- [Task requirements]
Gather every line of the rows below that contains the string "woman", and copy each one out. Case counts.

....................

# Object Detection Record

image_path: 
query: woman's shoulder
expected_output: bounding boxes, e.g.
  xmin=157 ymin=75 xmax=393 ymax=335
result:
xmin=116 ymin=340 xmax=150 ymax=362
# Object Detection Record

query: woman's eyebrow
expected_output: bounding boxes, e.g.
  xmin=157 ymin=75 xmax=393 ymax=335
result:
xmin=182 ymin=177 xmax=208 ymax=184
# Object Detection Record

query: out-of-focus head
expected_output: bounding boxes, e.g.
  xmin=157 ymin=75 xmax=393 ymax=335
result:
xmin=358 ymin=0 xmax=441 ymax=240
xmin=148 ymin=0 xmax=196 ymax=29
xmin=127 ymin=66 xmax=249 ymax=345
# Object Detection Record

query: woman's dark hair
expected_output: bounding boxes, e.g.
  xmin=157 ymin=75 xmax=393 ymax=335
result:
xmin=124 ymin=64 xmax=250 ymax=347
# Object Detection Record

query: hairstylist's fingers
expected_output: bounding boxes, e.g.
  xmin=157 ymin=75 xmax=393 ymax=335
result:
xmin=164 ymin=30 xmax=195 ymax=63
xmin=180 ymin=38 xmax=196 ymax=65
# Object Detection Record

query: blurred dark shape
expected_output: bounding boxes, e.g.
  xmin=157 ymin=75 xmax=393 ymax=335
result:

....................

- [Completed exercise]
query: woman's shoulder
query: woman's eyebrow
query: woman's dark hair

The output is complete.